Document section
Sunday, 6 September 2009

I'm back, with ignorance and squeamishness

Back, I am! - Today, halfway through writing my last uni essay, I decided I had enough and wanted to go to the allotment, which I did, for three hours. This is how it looked when I arrived, and a lot of excitement in store!

It took me a while to get my head round where to start, especially as one of my gloves was gone: vandals have been coming in I know - but what's the point of stealing one spare glove?

Anyway, after loading the rat trap (I saw something moving behind the shed), I mucked about my compost-heap-to-be, wondering whether to burn the dry remains of all the vegetable matter I left uncovered, and decided there were too many spiders and ladybirds in it, that was not worth disturbing.

Then I moved on to the potatoes, as this is manure time, and you need space at the bottom of the allotment for the truck to unload it: potatoes were in the way so I decided to clear the bed.

With a determination to do it properly, despite my ungloved hand, I started pulling and digging: you have to be very careful as even the tiniest bit left in the soil will grow into a new plant - I am told that during the war they used to plant potato peel only. So I filled four different bags:

  • the healthy ones, for storing in hessian sack - quite a few, most big enough to use as jacket potatoes;
  • the fairly healthy but slightly damaged (by mice and slugs), to be used first;
  • the green ones and leftovers of mice and slug, to plant again next year (there's quite a few, at least 3kg I would say, and I have to keep them separate as they might rot);
  • the healthy but tiny ones, less than 1cm, to plant again next year.
I must say I was feeling uneasy - not only because the vandals might come back and I was alone on the grounds, but also for a general feeling of squeamishness.

To set the scene for what happened next, I have to tell you that a few days ago we had the roof man for a quote, and he mentioned that the lead used on roofs makes them unsuitable for water collection for vegetable watering, as there is a risk of poisoning. That set me thinking about all the risks & unhealthiness possibly hidden in the ground - an irrational fear, but still too fresh in my mind.

As I went on weeding behind the potato bed, while pulling some bindweed, I heard squeaking coming from underneath. What would you do if you heard squeaking from a hidden place in the middle of your vegetables? I panicked.

The squeaking continued and I was just thinking rats rats: the ones that ate my potatoes and might find very convenient to have a nest near them. In a one-gloved frenzy I uncovered a litter of five...

Exercise requirements
- a) Translate this sentence from the allotment blog post into German: "I must say I was feeling uneasy - not only because the vandals might come back and I was alone on the grounds, but also for a general feeling of squeamishness."
- b) Carry the allotment blog post forward, picking up after its final sentence about uncovering a litter of five.
The listing after the allotment blog post is separate material.

Extracted records
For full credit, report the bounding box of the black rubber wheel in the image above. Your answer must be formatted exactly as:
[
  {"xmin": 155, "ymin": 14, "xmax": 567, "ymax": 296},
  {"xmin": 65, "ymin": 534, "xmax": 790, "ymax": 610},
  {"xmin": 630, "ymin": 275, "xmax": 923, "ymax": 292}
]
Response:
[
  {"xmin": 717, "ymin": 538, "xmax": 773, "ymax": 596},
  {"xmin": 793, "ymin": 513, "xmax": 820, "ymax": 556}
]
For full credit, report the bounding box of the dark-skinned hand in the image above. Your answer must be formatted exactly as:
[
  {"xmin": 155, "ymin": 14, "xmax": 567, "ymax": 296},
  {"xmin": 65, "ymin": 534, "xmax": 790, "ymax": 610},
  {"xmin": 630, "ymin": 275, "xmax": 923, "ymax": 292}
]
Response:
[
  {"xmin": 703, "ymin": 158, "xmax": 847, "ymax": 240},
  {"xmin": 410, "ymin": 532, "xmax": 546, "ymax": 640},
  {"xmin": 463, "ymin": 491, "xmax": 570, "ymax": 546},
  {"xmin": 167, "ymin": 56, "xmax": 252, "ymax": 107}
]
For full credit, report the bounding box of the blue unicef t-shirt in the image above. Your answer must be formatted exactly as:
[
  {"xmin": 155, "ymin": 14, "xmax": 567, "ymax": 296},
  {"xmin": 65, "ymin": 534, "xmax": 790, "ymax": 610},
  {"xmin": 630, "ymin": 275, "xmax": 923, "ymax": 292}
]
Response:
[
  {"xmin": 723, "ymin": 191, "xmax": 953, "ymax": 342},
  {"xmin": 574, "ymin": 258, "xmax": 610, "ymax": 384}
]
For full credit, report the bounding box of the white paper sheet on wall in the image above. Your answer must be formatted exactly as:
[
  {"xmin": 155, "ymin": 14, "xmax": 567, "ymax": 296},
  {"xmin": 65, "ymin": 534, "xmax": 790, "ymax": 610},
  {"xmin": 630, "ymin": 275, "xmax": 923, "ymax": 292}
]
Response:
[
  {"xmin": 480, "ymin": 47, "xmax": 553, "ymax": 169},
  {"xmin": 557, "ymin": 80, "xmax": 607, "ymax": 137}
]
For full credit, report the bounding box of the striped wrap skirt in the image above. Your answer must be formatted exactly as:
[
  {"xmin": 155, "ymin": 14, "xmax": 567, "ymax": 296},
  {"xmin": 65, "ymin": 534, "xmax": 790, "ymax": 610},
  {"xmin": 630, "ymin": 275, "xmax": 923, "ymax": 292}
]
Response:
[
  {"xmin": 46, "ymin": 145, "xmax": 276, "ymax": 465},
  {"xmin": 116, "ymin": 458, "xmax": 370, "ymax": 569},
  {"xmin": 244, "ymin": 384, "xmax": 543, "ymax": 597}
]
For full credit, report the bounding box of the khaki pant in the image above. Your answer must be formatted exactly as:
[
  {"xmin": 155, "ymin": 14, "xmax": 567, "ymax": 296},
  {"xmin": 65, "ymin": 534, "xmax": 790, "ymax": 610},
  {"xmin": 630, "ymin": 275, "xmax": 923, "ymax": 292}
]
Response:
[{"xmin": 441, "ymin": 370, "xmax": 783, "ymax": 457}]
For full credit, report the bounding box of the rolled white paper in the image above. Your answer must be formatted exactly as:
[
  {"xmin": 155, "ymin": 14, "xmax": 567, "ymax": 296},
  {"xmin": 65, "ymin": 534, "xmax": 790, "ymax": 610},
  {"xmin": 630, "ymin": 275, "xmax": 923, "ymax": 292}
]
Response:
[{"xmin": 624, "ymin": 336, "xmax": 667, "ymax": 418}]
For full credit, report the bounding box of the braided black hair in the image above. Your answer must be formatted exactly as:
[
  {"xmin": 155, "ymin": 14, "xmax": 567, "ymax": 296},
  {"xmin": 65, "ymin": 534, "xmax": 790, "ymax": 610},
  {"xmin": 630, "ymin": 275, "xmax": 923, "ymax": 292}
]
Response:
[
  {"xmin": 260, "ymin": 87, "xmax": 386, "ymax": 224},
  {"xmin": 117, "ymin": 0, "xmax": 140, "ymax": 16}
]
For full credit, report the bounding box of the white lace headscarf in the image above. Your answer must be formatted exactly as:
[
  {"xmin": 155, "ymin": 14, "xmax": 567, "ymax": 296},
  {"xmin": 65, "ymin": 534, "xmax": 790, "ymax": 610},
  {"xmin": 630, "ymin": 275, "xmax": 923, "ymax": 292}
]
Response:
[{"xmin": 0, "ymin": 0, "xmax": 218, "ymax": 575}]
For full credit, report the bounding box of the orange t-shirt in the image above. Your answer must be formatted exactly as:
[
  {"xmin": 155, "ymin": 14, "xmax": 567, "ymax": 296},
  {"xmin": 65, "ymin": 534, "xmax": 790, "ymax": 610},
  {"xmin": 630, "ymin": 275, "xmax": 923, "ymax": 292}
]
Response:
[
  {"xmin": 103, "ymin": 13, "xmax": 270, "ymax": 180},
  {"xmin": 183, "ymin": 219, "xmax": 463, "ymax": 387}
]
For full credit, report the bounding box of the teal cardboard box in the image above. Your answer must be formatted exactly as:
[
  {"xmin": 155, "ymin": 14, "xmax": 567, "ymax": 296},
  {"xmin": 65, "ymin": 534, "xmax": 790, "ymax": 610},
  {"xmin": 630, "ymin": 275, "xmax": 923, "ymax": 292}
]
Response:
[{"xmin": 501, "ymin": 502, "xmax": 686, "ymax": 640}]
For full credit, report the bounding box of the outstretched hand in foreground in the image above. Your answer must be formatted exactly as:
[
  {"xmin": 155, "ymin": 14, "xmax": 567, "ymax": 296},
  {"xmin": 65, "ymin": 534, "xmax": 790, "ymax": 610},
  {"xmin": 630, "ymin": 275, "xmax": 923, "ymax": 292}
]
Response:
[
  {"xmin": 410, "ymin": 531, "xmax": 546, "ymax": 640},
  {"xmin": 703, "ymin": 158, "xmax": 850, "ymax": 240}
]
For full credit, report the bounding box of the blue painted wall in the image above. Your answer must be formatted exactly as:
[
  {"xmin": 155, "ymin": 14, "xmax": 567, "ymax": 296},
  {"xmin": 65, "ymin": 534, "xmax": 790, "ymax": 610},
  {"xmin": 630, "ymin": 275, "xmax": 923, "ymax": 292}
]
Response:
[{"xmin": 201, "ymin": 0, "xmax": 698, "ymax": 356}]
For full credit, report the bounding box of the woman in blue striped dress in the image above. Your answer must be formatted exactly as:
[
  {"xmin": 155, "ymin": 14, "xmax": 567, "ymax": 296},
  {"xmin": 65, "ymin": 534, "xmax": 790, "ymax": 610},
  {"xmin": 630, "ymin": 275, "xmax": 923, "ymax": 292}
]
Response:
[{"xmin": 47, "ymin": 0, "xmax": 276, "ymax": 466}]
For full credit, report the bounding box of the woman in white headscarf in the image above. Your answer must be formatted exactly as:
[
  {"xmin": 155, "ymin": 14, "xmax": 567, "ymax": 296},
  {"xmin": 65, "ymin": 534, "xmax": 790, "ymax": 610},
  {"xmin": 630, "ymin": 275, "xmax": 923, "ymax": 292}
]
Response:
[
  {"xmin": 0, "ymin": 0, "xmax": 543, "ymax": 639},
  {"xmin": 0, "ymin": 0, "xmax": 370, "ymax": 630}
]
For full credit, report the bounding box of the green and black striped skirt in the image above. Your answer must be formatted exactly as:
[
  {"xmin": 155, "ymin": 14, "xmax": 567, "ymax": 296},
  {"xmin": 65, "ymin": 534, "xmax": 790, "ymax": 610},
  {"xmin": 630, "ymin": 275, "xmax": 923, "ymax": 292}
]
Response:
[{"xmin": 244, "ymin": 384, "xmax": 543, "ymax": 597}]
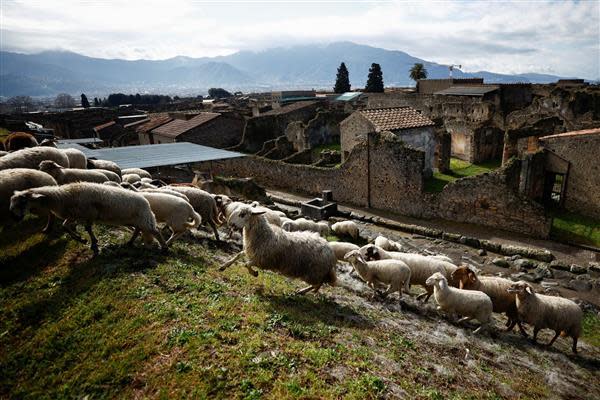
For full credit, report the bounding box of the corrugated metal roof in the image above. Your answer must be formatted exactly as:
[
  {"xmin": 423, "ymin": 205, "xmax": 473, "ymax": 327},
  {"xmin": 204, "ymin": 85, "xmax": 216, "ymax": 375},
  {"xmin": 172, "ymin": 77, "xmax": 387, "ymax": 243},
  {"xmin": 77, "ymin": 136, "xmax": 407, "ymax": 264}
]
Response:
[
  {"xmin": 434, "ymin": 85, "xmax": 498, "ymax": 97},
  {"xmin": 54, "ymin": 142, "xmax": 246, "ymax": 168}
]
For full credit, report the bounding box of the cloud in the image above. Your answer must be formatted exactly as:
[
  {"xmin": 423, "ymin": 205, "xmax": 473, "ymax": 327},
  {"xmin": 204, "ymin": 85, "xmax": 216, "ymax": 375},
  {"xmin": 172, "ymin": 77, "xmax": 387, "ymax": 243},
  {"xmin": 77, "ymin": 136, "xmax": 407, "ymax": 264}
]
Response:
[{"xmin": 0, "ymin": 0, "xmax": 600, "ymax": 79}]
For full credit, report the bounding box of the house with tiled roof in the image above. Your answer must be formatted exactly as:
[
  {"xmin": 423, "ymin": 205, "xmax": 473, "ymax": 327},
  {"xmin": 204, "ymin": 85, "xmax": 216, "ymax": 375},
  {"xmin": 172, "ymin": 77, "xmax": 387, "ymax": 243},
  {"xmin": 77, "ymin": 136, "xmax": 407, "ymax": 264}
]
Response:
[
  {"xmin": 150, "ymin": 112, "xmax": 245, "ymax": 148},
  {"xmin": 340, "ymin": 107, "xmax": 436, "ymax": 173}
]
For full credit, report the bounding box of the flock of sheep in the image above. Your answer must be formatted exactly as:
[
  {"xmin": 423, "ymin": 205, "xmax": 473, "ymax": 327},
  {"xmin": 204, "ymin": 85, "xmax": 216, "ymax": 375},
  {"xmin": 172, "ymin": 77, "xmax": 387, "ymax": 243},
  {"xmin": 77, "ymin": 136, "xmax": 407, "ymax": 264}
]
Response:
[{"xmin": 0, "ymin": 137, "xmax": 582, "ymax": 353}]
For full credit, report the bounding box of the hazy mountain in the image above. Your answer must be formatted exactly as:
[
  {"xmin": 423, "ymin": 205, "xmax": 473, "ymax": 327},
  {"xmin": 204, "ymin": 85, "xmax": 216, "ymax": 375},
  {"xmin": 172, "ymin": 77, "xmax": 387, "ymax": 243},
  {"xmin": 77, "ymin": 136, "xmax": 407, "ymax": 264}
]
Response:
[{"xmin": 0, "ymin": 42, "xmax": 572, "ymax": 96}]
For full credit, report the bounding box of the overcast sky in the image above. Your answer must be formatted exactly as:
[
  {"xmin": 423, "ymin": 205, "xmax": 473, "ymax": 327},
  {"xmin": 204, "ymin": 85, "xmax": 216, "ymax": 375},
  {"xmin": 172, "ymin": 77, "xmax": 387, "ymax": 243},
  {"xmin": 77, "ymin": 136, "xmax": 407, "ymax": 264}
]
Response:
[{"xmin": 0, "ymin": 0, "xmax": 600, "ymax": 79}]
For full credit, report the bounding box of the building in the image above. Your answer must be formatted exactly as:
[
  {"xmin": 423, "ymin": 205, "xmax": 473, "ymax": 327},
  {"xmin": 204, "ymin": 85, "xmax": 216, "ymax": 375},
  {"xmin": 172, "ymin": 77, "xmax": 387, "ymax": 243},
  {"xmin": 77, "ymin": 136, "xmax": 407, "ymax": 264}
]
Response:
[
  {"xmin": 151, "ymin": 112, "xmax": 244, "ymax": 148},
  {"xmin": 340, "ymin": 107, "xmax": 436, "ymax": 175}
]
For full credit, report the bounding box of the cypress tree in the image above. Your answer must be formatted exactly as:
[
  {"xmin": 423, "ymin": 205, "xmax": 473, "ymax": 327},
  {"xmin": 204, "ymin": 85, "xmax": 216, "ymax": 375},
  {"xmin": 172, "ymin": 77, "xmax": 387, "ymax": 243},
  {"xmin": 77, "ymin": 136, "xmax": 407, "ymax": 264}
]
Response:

Answers in order
- a) Ich muss sagen, ich fühlte mich unwohl – nicht nur, weil die Vandalen zurückkommen könnten und ich allein auf dem Gelände war, sondern auch wegen eines allgemeinen Gefühls der Zimperlichkeit.

- b)
Shaken, afraid of mother bites and even more of rats proliferation, I picked the five little creatures and threw them away. Not a good feeling throwing away live things - especially as they look kind of cute even though they might be pests. But I really did not know what to: surely the mother would not want them after my picking them up; for a split second I though I might feed them and see what they came out to be exactly - mice or rats. Very soon afterwards I started thinking they might have been hedgehogs or other useful creatures, so I panicked even more.

I am stil a bit upset now, even after some research at home confirmed they must have been either mice or rats; actually very small: one to three days old, with grey hair coming out - hedgehogs would have bristles already.

Mice they may be but there's people keeping them as pets... what should I do next time that anything like this happens? What should I know? How do I identify creatures? What are the risks they might pose and any benefits?

My ignorance and squeamishness makes me realise that - despite my recent reprogramming as a nature-loving allotment holder who likes to muck around - I grew up in an environment where all sorts of creatures were considered a threat: insects as well as rodents (let alone bacteria...). I grew up in the 70's when DDT was sprayed on almost anything alive. I grew up in a society that considered working the land a backward thing, something modern people had left behind. And apparently my family back in Italy was not alone with a tendency to hypochondria...

However, even with all the excitement and moral reasoning, the plot looked much improved after I left, just before dusk - my hands trembling a little as I picked a couple of courgettes and some raspberries - I'm back!